Activities -
**a.** From the crack baby article, copy word for word the part that starts at "That having been" and ends after "raised in poverty.".
**b.** Answer these questions using the crack baby article:
(i) Which newspaper was Charles Krauthammer a columnist for?
(ii) How many years did the study of crack babies last?
(iii) How many children did Dr. Hallam Hurt begin tracking in 1989?

Document section -
★ ★ ★ ★ ★

In the 1980s, the crack baby epidemic was hard to ignore. Television show after television show, article after article proclaimed that children born to addicts of the increasingly prevalent "crack" cocaine were all-but-guaranteed to have birth defects, including extremely low IQs and severe emotional problems. This "lost generation," commentators emphasized, would be incapable of forming relationships or reaching full emotional maturity. They would be, in the words of Washington Post columnist Charles Krauthammer, condemned to "a life of certain suffering, of probable deviance, of permanent inferiority."

A little over 20 years later, Krauthammer's predictions have proven almost embarrassingly inaccurate. Last week, the findings of a 24-year-long study of crack babies revealed that parental use of the drug had little or no direct effect on the children. In the process of investigating the babies, however, researchers discovered another environmental problem that did, in fact, lead to problems with depression, anxiety, cognitive functioning, and a host of other issues: poverty.

In 1989, Dr. Hallam Hurt, chair of the neonatology department at Philadelphia's Albert Einstein Medical Center, began tracking 224 near-term or full-term children who were born to crack addicts. In the ensuing years, her longitudinal study followed the children, finding that, overall, their IQs were about the same as a control group of children of non-addicted mothers. Further, the children in Hurt's study had comparable outcomes when it came to educational and emotional development.

That having been said, Hurt's study found that children raised in poverty -- regardless of whether or not their mothers were addicted to crack -- tended to have lower IQs and lower school readiness than those who weren't raised in poverty.

★ ★ ★ ★ ★

Data provided -
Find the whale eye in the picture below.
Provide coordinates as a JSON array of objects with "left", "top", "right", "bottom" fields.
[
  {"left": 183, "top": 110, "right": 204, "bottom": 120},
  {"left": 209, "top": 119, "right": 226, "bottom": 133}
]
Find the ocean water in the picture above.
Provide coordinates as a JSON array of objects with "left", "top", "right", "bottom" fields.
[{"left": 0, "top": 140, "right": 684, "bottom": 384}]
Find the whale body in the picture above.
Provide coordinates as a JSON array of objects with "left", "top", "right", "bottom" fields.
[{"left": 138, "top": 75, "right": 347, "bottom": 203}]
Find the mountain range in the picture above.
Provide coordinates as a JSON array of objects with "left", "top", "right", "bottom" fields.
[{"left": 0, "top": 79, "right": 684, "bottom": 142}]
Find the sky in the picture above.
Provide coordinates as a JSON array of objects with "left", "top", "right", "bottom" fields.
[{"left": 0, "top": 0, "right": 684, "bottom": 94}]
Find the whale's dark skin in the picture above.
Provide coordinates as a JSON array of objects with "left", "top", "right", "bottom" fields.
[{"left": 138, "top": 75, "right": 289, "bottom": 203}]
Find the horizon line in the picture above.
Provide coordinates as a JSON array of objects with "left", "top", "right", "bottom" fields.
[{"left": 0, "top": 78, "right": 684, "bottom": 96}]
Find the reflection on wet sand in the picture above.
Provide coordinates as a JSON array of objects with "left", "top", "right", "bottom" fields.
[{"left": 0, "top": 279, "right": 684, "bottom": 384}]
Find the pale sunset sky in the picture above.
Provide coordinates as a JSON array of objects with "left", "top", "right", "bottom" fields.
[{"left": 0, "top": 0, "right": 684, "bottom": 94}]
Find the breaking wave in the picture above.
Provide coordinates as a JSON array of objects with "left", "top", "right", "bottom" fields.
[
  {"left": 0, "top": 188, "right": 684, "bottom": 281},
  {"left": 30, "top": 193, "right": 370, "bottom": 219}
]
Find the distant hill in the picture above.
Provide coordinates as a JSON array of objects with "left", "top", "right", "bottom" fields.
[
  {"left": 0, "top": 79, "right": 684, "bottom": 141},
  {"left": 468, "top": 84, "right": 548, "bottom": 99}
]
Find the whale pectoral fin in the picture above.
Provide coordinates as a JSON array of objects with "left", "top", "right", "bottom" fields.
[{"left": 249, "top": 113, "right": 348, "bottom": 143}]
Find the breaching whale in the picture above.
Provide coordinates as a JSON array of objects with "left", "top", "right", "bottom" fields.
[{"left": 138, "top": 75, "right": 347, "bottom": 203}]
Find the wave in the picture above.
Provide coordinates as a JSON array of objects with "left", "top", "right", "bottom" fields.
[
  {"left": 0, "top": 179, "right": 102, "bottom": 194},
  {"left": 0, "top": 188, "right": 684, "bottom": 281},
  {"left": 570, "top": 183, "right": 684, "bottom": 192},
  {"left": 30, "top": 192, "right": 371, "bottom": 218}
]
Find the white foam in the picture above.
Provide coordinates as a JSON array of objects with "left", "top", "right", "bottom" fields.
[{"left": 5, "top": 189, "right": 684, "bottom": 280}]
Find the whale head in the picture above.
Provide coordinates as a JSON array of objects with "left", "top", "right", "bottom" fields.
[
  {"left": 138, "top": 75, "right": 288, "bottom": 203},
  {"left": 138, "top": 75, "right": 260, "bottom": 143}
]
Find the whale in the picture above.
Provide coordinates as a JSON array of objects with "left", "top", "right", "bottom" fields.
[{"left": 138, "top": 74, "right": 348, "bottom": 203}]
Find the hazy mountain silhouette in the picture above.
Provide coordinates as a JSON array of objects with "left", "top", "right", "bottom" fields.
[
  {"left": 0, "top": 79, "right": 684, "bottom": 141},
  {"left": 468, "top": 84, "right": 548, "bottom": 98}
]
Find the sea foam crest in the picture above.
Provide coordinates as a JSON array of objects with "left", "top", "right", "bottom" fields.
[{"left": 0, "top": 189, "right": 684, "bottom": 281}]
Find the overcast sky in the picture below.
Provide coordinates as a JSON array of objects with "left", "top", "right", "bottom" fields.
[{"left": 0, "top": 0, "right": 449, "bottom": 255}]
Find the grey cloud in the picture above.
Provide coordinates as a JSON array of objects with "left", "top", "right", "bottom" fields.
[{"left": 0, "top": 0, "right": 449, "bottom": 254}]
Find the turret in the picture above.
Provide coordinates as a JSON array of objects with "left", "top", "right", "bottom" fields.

★ ★ ★ ★ ★

Solutions to the exercise -
**a.**
That having been said, Hurt's study found that children raised in poverty -- regardless of whether or not their mothers were addicted to crack -- tended to have lower IQs and lower school readiness than those who weren't raised in poverty.

**b.**
(i) The Washington Post
(ii) 24 years
(iii) 224